# PROBLEM DETAILS:
Pull out every line of the items below that contains the word "baseball", copying each line in full. Case counts, so a line matches only when the word appears in that same case.

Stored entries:
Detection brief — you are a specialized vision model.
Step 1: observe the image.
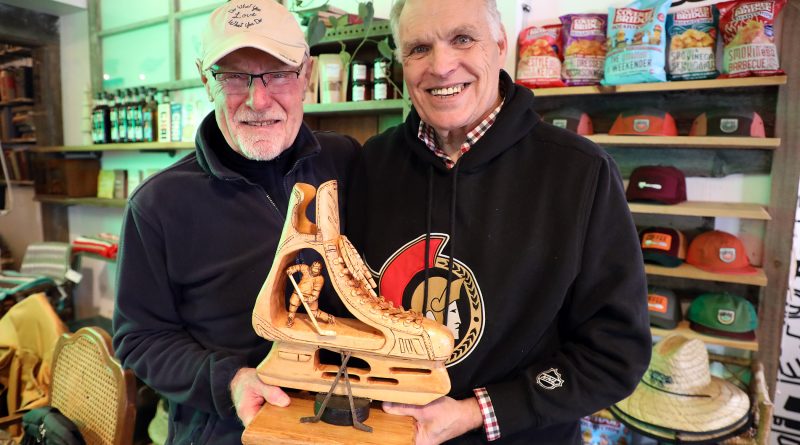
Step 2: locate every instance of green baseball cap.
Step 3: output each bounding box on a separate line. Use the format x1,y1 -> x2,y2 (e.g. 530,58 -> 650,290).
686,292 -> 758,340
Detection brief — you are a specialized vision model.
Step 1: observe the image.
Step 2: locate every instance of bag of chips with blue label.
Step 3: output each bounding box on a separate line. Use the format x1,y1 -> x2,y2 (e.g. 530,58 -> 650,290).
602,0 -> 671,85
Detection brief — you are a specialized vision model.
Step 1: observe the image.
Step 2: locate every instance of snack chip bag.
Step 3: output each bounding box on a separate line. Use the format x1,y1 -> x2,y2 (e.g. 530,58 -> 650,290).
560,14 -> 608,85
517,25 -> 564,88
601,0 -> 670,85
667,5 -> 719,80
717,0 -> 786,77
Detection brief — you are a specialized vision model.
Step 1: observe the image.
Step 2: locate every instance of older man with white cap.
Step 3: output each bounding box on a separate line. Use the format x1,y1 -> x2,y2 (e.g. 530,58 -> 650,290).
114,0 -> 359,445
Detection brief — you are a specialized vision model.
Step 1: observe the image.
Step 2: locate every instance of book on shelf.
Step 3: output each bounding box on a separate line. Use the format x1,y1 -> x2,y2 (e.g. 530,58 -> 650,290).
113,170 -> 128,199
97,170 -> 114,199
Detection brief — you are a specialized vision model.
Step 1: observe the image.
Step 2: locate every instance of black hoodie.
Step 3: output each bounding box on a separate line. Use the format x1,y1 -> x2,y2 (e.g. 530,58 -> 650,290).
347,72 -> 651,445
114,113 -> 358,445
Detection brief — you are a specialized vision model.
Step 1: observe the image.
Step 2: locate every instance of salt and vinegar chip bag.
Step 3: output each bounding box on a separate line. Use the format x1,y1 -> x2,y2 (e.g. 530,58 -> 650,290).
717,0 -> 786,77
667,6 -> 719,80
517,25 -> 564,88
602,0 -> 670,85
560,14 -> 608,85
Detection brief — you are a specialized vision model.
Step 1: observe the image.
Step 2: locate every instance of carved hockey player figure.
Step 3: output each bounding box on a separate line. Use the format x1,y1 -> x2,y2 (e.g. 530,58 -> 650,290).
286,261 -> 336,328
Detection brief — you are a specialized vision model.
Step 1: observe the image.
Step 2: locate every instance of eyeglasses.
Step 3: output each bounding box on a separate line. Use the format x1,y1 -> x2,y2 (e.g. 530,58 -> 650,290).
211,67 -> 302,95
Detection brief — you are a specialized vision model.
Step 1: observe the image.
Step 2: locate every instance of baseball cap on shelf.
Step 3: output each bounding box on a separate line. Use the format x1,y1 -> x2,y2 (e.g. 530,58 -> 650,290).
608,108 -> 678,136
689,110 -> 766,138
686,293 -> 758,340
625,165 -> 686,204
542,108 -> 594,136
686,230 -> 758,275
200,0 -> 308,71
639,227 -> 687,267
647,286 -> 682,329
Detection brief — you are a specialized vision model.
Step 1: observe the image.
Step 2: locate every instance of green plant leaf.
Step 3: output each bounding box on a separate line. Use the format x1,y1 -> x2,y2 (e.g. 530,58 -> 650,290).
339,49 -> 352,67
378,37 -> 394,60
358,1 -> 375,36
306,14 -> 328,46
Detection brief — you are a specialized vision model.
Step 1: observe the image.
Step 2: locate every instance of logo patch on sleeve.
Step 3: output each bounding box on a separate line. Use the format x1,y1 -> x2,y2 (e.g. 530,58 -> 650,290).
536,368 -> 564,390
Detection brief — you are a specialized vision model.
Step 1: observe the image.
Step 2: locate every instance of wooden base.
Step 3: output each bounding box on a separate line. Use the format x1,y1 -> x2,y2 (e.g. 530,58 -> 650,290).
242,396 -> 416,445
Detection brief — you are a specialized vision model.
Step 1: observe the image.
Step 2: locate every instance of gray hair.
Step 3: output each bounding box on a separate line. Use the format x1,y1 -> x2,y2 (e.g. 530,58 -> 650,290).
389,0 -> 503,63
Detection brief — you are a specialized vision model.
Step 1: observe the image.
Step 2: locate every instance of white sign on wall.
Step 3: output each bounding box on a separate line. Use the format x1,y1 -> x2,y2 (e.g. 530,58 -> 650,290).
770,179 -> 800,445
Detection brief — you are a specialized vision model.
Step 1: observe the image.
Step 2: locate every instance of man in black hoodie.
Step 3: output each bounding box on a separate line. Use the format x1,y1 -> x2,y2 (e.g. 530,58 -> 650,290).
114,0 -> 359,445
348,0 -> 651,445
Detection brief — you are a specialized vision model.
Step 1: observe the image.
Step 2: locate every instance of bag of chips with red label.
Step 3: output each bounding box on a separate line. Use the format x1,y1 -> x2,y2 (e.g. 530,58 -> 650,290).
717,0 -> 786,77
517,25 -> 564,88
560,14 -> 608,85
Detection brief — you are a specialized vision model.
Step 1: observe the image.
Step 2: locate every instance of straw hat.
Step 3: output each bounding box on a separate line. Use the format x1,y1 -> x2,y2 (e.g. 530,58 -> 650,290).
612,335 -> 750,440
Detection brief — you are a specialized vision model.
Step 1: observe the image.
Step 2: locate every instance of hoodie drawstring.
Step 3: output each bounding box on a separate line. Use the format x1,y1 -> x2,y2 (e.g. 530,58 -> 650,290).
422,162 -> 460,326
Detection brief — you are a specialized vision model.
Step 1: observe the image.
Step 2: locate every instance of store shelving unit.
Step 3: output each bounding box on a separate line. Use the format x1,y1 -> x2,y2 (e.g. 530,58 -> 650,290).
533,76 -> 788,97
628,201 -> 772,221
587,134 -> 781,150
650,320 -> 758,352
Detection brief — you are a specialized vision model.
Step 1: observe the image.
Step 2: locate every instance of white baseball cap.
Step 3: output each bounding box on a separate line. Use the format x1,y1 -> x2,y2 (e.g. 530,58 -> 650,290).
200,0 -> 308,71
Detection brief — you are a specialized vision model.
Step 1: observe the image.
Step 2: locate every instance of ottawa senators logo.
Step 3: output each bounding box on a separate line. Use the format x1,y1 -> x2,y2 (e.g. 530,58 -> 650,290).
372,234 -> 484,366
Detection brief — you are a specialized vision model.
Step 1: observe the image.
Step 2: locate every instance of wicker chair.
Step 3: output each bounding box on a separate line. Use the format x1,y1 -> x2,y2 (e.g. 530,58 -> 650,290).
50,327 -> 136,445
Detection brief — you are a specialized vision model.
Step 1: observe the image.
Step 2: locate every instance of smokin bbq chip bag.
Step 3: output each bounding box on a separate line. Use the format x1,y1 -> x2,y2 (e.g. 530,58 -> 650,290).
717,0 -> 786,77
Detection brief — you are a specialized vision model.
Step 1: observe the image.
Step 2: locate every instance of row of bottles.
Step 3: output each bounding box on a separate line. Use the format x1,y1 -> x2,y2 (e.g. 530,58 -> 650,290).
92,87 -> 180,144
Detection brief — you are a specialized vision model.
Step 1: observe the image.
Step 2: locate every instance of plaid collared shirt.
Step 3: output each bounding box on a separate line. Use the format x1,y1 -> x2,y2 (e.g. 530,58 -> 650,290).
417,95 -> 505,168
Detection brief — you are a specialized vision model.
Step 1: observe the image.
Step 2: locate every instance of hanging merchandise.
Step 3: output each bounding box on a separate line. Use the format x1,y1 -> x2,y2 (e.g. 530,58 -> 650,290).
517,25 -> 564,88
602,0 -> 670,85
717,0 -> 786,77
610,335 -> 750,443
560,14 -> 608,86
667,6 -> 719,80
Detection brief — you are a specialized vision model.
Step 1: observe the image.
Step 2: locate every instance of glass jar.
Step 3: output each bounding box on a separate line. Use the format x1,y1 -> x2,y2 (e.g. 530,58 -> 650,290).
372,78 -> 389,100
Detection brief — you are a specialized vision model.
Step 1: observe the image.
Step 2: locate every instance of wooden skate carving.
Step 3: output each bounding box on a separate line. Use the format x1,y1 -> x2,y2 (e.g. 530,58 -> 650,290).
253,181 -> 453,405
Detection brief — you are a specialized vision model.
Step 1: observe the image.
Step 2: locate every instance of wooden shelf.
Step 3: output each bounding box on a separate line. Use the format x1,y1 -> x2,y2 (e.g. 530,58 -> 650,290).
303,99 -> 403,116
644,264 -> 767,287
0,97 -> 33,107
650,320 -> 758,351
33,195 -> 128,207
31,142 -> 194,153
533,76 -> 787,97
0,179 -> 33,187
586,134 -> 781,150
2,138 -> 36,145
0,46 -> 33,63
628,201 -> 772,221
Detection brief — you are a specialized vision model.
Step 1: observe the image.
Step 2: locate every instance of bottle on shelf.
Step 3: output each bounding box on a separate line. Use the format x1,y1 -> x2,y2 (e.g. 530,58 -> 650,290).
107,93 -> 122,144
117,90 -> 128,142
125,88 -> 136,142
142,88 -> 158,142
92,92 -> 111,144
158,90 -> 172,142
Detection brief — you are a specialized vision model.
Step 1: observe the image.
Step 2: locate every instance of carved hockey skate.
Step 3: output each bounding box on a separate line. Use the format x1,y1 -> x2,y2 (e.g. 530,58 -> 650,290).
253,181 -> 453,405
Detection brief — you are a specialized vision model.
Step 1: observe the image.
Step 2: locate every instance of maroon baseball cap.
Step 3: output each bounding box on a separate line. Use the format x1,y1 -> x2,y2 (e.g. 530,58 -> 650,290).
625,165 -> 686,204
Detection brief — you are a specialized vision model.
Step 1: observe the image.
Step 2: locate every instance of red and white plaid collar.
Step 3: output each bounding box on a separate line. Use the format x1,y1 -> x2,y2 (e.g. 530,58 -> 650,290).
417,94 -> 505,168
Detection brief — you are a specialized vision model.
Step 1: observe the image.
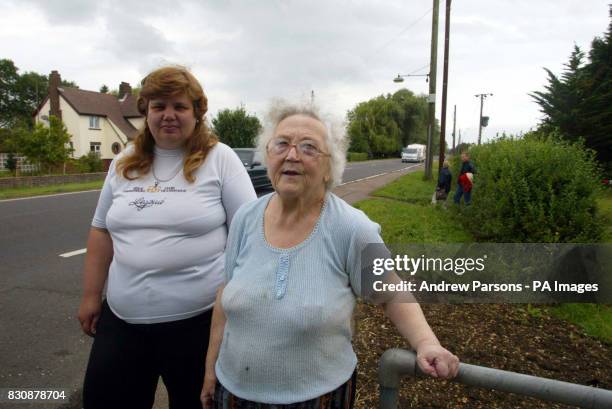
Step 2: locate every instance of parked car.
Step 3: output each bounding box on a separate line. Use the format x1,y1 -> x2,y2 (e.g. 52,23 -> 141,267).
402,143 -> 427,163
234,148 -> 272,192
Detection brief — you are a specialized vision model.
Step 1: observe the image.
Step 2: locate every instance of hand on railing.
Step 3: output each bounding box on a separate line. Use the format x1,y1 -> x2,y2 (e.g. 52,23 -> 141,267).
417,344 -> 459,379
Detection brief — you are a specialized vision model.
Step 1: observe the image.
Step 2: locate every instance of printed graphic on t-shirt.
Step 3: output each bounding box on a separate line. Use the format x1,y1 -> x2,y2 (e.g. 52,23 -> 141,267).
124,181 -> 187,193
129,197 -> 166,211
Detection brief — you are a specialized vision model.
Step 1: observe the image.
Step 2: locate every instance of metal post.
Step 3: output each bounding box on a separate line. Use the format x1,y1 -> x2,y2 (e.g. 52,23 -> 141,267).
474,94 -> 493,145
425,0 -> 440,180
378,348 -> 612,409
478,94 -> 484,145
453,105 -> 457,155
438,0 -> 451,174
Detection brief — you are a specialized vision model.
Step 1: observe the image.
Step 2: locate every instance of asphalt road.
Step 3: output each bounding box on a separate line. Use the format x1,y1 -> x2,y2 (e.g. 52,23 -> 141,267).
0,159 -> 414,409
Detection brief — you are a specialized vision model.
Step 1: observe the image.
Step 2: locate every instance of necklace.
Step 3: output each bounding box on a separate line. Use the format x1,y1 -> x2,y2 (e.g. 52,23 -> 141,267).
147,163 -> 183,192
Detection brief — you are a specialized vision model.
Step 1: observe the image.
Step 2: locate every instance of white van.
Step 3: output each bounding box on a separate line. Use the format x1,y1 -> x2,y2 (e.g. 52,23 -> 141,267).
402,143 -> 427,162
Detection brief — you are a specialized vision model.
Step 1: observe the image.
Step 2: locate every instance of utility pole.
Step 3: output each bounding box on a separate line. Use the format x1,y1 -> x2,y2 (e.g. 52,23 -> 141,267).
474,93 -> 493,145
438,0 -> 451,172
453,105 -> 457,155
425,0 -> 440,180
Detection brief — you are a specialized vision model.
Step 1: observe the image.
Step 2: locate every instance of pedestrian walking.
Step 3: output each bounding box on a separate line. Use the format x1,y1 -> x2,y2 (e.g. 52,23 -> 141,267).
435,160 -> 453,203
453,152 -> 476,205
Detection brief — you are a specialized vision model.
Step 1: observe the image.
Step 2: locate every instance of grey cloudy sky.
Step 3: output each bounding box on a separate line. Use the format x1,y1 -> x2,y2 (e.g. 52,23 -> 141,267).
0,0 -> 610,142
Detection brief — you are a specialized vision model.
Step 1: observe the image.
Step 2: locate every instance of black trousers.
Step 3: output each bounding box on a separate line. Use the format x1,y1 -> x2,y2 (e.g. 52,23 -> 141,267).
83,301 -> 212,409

# COMPLETED TASK:
Step 2: locate every instance of green baseball cap.
Step 2: locate every instance of baseball cap on shelf.
Step 2: locate every instance of white baseball cap.
Step 2: locate every instance of maroon baseball cap.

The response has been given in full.